» **Stated problem**
Gather every line in the records below that contains the word "front".

» **Materials provided**
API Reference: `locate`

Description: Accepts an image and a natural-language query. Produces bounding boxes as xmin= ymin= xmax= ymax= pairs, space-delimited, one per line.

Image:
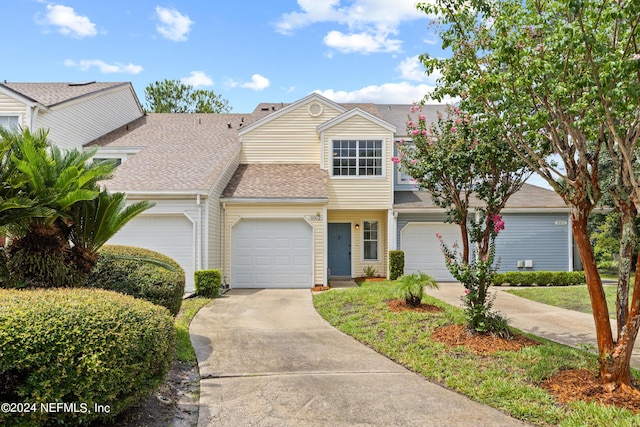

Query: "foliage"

xmin=362 ymin=265 xmax=378 ymax=277
xmin=0 ymin=129 xmax=151 ymax=287
xmin=85 ymin=245 xmax=185 ymax=316
xmin=418 ymin=0 xmax=640 ymax=391
xmin=396 ymin=272 xmax=438 ymax=307
xmin=193 ymin=270 xmax=222 ymax=298
xmin=491 ymin=271 xmax=585 ymax=286
xmin=0 ymin=289 xmax=175 ymax=426
xmin=313 ymin=283 xmax=640 ymax=426
xmin=389 ymin=250 xmax=404 ymax=280
xmin=144 ymin=79 xmax=231 ymax=113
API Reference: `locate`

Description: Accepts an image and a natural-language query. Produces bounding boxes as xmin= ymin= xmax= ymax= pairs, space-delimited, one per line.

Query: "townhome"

xmin=0 ymin=82 xmax=575 ymax=290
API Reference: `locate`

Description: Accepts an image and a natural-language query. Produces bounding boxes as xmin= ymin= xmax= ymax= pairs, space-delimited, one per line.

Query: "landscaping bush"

xmin=389 ymin=251 xmax=404 ymax=280
xmin=491 ymin=271 xmax=585 ymax=286
xmin=85 ymin=246 xmax=185 ymax=316
xmin=0 ymin=289 xmax=175 ymax=426
xmin=193 ymin=270 xmax=222 ymax=298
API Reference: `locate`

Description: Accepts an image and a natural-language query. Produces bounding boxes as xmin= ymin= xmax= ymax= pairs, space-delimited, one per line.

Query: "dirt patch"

xmin=542 ymin=369 xmax=640 ymax=414
xmin=385 ymin=299 xmax=443 ymax=313
xmin=431 ymin=325 xmax=538 ymax=354
xmin=93 ymin=361 xmax=200 ymax=427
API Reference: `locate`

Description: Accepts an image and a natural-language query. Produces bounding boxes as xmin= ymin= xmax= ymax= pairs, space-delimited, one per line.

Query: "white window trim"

xmin=327 ymin=136 xmax=387 ymax=179
xmin=360 ymin=219 xmax=380 ymax=262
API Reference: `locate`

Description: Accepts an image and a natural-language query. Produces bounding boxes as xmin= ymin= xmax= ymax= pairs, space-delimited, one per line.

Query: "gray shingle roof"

xmin=393 ymin=184 xmax=567 ymax=210
xmin=88 ymin=114 xmax=255 ymax=192
xmin=222 ymin=164 xmax=329 ymax=199
xmin=0 ymin=82 xmax=130 ymax=107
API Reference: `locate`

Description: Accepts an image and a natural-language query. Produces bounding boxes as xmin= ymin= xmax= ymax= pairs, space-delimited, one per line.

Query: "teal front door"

xmin=328 ymin=223 xmax=351 ymax=277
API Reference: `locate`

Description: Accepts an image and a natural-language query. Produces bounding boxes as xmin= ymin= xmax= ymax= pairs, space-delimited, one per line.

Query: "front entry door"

xmin=328 ymin=223 xmax=351 ymax=277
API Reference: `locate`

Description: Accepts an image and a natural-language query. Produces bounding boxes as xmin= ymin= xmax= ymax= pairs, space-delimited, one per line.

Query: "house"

xmin=0 ymin=83 xmax=573 ymax=290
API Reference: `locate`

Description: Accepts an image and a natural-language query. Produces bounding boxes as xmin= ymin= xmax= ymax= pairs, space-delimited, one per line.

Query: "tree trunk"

xmin=571 ymin=212 xmax=630 ymax=391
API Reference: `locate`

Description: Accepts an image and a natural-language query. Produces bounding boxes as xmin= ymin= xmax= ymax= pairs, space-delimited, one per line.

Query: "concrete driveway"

xmin=190 ymin=289 xmax=526 ymax=427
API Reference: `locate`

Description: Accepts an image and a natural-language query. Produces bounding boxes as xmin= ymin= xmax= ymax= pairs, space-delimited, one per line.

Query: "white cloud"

xmin=397 ymin=55 xmax=442 ymax=85
xmin=40 ymin=4 xmax=97 ymax=39
xmin=64 ymin=59 xmax=142 ymax=74
xmin=227 ymin=74 xmax=271 ymax=90
xmin=275 ymin=0 xmax=428 ymax=54
xmin=156 ymin=6 xmax=193 ymax=42
xmin=180 ymin=71 xmax=213 ymax=87
xmin=314 ymin=82 xmax=450 ymax=104
xmin=324 ymin=31 xmax=402 ymax=54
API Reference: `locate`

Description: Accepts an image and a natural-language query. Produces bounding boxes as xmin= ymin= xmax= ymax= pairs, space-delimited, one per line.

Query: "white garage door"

xmin=231 ymin=220 xmax=313 ymax=288
xmin=400 ymin=222 xmax=460 ymax=281
xmin=109 ymin=215 xmax=194 ymax=291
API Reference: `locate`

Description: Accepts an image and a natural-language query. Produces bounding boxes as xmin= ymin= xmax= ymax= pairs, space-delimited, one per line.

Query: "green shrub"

xmin=193 ymin=270 xmax=222 ymax=298
xmin=491 ymin=271 xmax=585 ymax=286
xmin=389 ymin=250 xmax=404 ymax=280
xmin=85 ymin=246 xmax=184 ymax=316
xmin=0 ymin=289 xmax=175 ymax=426
xmin=396 ymin=273 xmax=438 ymax=307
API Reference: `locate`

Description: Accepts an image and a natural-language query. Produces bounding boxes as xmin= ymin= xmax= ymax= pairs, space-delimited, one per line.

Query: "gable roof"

xmin=88 ymin=113 xmax=262 ymax=193
xmin=393 ymin=184 xmax=568 ymax=211
xmin=222 ymin=163 xmax=329 ymax=199
xmin=0 ymin=81 xmax=133 ymax=107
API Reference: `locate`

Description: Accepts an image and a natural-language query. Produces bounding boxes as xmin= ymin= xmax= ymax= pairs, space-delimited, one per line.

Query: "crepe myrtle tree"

xmin=418 ymin=0 xmax=640 ymax=392
xmin=392 ymin=105 xmax=531 ymax=333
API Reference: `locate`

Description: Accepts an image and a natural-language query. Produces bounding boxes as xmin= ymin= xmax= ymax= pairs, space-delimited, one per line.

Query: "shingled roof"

xmin=88 ymin=114 xmax=262 ymax=192
xmin=222 ymin=164 xmax=329 ymax=199
xmin=0 ymin=82 xmax=131 ymax=107
xmin=393 ymin=184 xmax=568 ymax=210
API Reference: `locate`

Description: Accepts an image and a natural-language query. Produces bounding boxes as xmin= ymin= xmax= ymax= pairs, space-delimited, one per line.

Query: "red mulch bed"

xmin=431 ymin=325 xmax=538 ymax=354
xmin=542 ymin=369 xmax=640 ymax=413
xmin=386 ymin=299 xmax=443 ymax=313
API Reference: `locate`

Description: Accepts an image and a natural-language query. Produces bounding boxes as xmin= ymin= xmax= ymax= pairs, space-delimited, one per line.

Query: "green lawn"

xmin=506 ymin=284 xmax=632 ymax=318
xmin=314 ymin=282 xmax=640 ymax=426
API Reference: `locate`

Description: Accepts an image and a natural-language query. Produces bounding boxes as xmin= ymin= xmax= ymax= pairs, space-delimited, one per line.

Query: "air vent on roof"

xmin=69 ymin=80 xmax=96 ymax=86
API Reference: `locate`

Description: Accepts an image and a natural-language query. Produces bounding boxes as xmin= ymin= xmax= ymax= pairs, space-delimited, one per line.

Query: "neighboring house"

xmin=0 ymin=81 xmax=144 ymax=149
xmin=381 ymin=105 xmax=578 ymax=280
xmin=0 ymin=83 xmax=573 ymax=290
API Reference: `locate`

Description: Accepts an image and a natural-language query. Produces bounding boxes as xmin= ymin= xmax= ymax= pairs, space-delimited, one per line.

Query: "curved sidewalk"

xmin=425 ymin=283 xmax=640 ymax=369
xmin=190 ymin=289 xmax=526 ymax=427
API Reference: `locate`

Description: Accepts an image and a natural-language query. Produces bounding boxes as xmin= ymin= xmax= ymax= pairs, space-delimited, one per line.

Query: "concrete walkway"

xmin=190 ymin=289 xmax=526 ymax=427
xmin=425 ymin=283 xmax=640 ymax=369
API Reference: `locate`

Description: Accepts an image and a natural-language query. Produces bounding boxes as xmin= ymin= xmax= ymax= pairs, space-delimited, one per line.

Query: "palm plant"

xmin=396 ymin=272 xmax=438 ymax=307
xmin=69 ymin=191 xmax=154 ymax=275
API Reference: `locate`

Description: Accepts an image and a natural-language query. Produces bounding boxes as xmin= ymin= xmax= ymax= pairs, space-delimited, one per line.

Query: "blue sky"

xmin=0 ymin=0 xmax=442 ymax=112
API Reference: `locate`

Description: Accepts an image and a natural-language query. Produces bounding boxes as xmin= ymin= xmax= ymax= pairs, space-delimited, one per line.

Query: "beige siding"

xmin=204 ymin=152 xmax=240 ymax=269
xmin=0 ymin=93 xmax=29 ymax=128
xmin=240 ymin=100 xmax=340 ymax=164
xmin=223 ymin=203 xmax=326 ymax=284
xmin=35 ymin=87 xmax=142 ymax=149
xmin=327 ymin=210 xmax=389 ymax=277
xmin=323 ymin=116 xmax=393 ymax=209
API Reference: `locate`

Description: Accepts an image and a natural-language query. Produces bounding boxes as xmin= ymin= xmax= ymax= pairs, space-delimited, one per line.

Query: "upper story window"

xmin=0 ymin=116 xmax=20 ymax=130
xmin=333 ymin=139 xmax=382 ymax=176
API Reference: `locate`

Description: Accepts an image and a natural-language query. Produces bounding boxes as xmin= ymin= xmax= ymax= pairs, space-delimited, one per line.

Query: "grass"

xmin=175 ymin=297 xmax=211 ymax=364
xmin=506 ymin=285 xmax=633 ymax=318
xmin=314 ymin=282 xmax=640 ymax=426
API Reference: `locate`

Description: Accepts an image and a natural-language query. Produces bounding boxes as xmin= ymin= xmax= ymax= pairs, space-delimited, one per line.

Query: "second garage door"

xmin=400 ymin=222 xmax=460 ymax=281
xmin=231 ymin=219 xmax=313 ymax=288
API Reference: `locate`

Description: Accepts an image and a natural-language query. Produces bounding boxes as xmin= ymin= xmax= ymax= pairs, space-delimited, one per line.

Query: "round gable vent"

xmin=309 ymin=102 xmax=322 ymax=117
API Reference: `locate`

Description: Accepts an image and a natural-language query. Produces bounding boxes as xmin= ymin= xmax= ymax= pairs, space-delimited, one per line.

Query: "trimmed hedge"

xmin=193 ymin=270 xmax=222 ymax=298
xmin=389 ymin=250 xmax=404 ymax=280
xmin=0 ymin=289 xmax=175 ymax=426
xmin=85 ymin=246 xmax=184 ymax=316
xmin=491 ymin=271 xmax=585 ymax=286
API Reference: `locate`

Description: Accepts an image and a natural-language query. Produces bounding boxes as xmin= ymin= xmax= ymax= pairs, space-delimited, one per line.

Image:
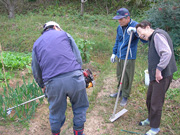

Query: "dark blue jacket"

xmin=113 ymin=19 xmax=139 ymax=59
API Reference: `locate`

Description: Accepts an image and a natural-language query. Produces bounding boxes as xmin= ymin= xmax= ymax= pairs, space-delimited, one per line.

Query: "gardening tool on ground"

xmin=83 ymin=69 xmax=95 ymax=88
xmin=7 ymin=69 xmax=94 ymax=115
xmin=109 ymin=31 xmax=133 ymax=122
xmin=7 ymin=95 xmax=45 ymax=115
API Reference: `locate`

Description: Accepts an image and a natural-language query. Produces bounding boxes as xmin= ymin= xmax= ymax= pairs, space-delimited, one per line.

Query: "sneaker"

xmin=109 ymin=91 xmax=122 ymax=98
xmin=120 ymin=97 xmax=127 ymax=106
xmin=145 ymin=128 xmax=160 ymax=135
xmin=139 ymin=119 xmax=150 ymax=126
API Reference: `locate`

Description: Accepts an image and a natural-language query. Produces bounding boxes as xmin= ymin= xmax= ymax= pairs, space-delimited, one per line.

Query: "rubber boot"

xmin=51 ymin=130 xmax=61 ymax=135
xmin=73 ymin=129 xmax=85 ymax=135
xmin=52 ymin=133 xmax=60 ymax=135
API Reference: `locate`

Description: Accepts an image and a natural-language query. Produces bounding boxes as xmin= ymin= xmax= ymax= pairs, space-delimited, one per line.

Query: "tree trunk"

xmin=81 ymin=2 xmax=84 ymax=16
xmin=0 ymin=0 xmax=17 ymax=19
xmin=81 ymin=0 xmax=87 ymax=16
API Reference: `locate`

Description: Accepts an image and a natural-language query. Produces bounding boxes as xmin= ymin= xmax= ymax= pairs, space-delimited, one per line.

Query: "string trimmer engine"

xmin=83 ymin=69 xmax=94 ymax=88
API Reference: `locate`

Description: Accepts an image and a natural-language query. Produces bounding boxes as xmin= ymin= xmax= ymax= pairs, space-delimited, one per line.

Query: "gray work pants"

xmin=146 ymin=75 xmax=172 ymax=128
xmin=46 ymin=70 xmax=89 ymax=133
xmin=116 ymin=59 xmax=135 ymax=98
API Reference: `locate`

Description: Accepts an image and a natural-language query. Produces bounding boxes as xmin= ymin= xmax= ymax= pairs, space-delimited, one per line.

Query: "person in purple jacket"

xmin=32 ymin=21 xmax=89 ymax=135
xmin=136 ymin=21 xmax=177 ymax=135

» **Answer below**
Query: "teal front door"
Query: "front entry door"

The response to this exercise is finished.